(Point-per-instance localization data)
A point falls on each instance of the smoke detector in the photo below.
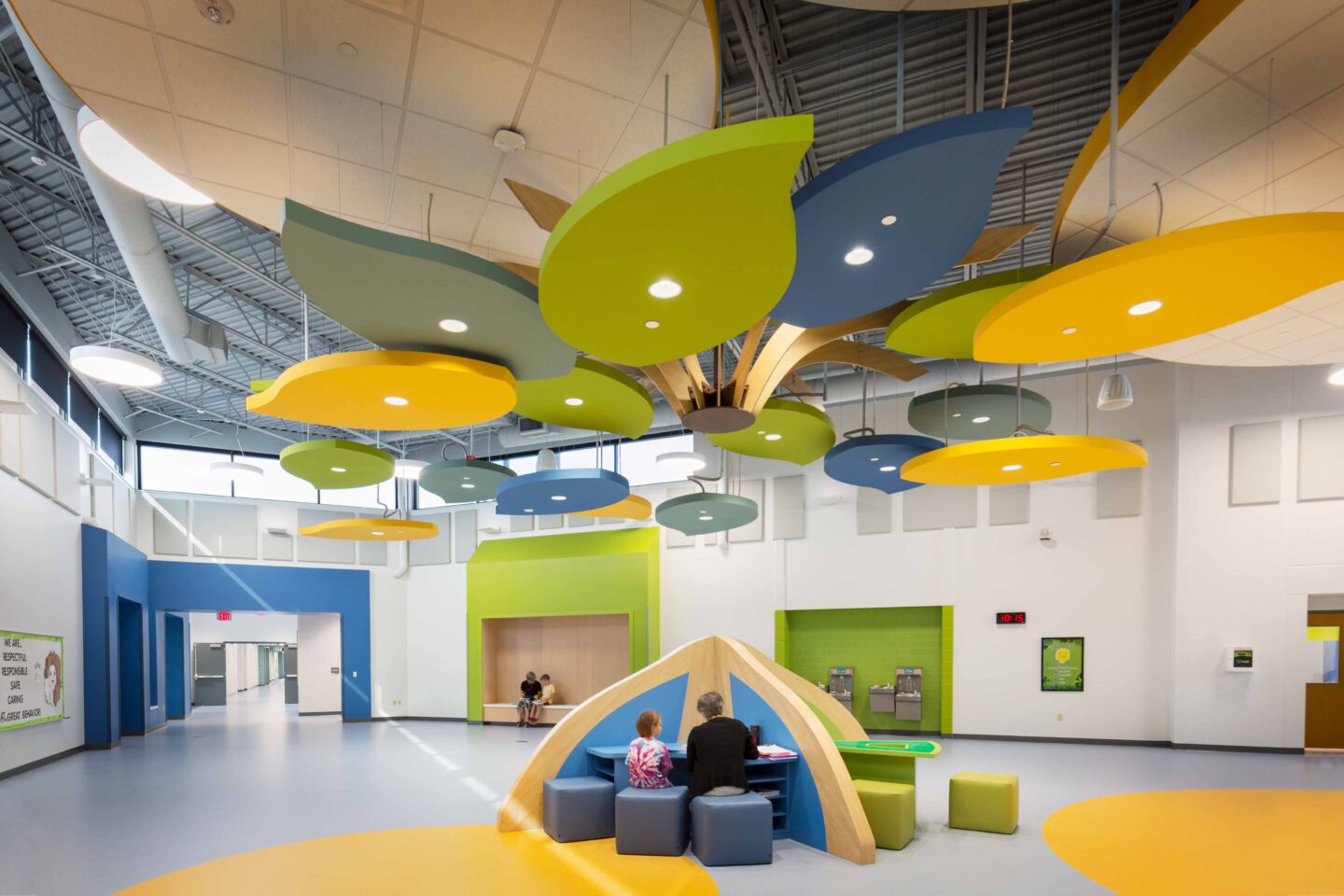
(510, 141)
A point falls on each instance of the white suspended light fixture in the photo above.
(110, 364)
(680, 462)
(119, 160)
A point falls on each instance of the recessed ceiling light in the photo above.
(665, 289)
(119, 160)
(116, 366)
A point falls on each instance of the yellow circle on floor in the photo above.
(1230, 843)
(460, 859)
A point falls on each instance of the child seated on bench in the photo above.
(648, 758)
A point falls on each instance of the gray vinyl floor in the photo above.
(254, 774)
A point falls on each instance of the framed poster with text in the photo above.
(1060, 664)
(33, 679)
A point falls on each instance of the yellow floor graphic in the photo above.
(1195, 843)
(463, 859)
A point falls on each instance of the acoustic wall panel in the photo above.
(323, 550)
(1010, 504)
(440, 548)
(938, 507)
(170, 526)
(790, 496)
(1320, 458)
(220, 529)
(754, 531)
(1254, 462)
(873, 512)
(464, 535)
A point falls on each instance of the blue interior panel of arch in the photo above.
(938, 182)
(806, 822)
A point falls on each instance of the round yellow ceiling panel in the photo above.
(680, 248)
(1029, 458)
(388, 391)
(372, 529)
(1164, 289)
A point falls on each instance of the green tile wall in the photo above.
(874, 641)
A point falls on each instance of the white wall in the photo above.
(319, 653)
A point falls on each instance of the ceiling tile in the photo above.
(339, 124)
(513, 28)
(467, 86)
(1245, 168)
(253, 35)
(455, 214)
(445, 155)
(693, 74)
(226, 91)
(1224, 117)
(568, 119)
(509, 229)
(107, 57)
(614, 46)
(316, 28)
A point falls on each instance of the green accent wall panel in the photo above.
(558, 575)
(874, 642)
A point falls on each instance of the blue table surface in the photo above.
(675, 751)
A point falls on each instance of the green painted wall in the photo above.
(564, 575)
(874, 641)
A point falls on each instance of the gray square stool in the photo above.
(651, 821)
(732, 831)
(578, 809)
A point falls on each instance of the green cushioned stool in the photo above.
(890, 809)
(983, 801)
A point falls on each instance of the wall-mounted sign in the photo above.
(1060, 664)
(33, 679)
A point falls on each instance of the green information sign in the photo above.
(1060, 664)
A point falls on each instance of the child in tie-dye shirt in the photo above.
(648, 757)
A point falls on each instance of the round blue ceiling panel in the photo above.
(561, 492)
(874, 461)
(892, 217)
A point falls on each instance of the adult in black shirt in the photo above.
(715, 749)
(527, 692)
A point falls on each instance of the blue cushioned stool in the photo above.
(651, 822)
(732, 831)
(578, 809)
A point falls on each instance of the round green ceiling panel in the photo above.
(706, 512)
(336, 464)
(944, 324)
(464, 480)
(410, 294)
(785, 430)
(679, 250)
(590, 397)
(972, 413)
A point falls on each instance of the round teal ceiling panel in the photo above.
(410, 294)
(892, 217)
(706, 512)
(972, 413)
(785, 430)
(464, 480)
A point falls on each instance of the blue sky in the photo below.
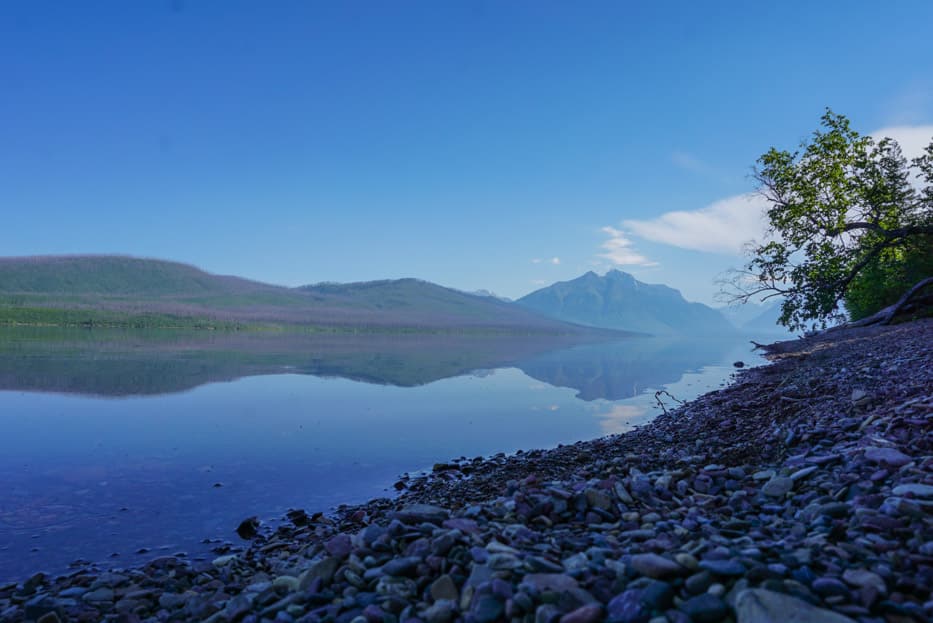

(What this task involves) A verbatim copy of the records above, without pictures, is required.

(Solution to this exercise)
A point falls on each instance of the smoke detector in the photo below.
(510, 141)
A point falls on each instance of the white suspended light fixture in the photo above.
(110, 364)
(680, 462)
(119, 160)
A point falls on each instance of the recessed ceiling light in the photo above.
(665, 289)
(119, 160)
(116, 366)
A point falls on each instance of the yellow circle on floor in the photo above.
(1230, 843)
(460, 859)
A point falls on each instance of the child seated on bench in the photo above.
(648, 758)
A point falls on each instance of the gray vinyl floor in the photo above.
(254, 774)
A point falls on each instance of the framed poster with text in the photo above.
(1060, 664)
(33, 679)
A point falls on each instance of the yellow floor graphic in the photo above.
(1195, 843)
(463, 859)
A point falls on each instance of the acoustic wall panel in the photo above.
(323, 550)
(1010, 504)
(440, 548)
(938, 507)
(170, 526)
(790, 496)
(1320, 458)
(220, 529)
(754, 531)
(1254, 462)
(873, 512)
(464, 535)
A point falls on each instance of the blue interior panel of arch in the photo above.
(938, 182)
(806, 822)
A point falls on each instance of the round yellow ceiling panel in the photo above.
(680, 248)
(1029, 458)
(388, 391)
(372, 529)
(1164, 289)
A point falls on each instance of the green tile wall in the photo above.
(874, 641)
A point falls on each instance of the white wall in the photo above.
(319, 653)
A point falls on each instance of the ceiling tile in the photo above.
(339, 124)
(513, 28)
(467, 86)
(1245, 168)
(253, 35)
(455, 214)
(445, 155)
(693, 74)
(226, 91)
(1224, 117)
(568, 119)
(509, 229)
(107, 57)
(614, 46)
(316, 28)
A point falls on each instance of the green accent wall panel in the photo above.
(558, 575)
(874, 642)
A point falls on each instance of the blue table surface in the photo above.
(675, 751)
A point falls on each instance of the green painted wall in the photo above.
(564, 575)
(874, 641)
A point falls on each instance of the gray square stool in the photo above.
(651, 821)
(732, 831)
(578, 809)
A point falls on each instance of the green cushioned stool in the photo above.
(890, 809)
(983, 801)
A point falls on each instance of the wall-mounted sign in the photo above.
(1060, 664)
(33, 679)
A point falls on each instance of the green information sign in the photo above.
(1060, 664)
A point falls on each instance of the child in tie-dye shirt in the photo above.
(648, 757)
A point falls on each instance of the round blue ceiling panel in the photo above.
(561, 492)
(874, 461)
(892, 217)
A point falls on each instance of the adult in black shirt in the photo above.
(715, 749)
(527, 692)
A point falls on each instance of the blue cushioned stool in the photo above.
(651, 822)
(732, 831)
(578, 809)
A point falls on each instance of the round green ceiling panel in the photo above.
(706, 512)
(336, 464)
(944, 324)
(464, 480)
(410, 294)
(785, 430)
(679, 250)
(590, 397)
(972, 413)
A point falls on each instance of the round teal ceiling panel in the photo above.
(410, 294)
(892, 217)
(706, 512)
(972, 413)
(785, 430)
(464, 480)
A point falls on each instance of the blue sky in the photo below.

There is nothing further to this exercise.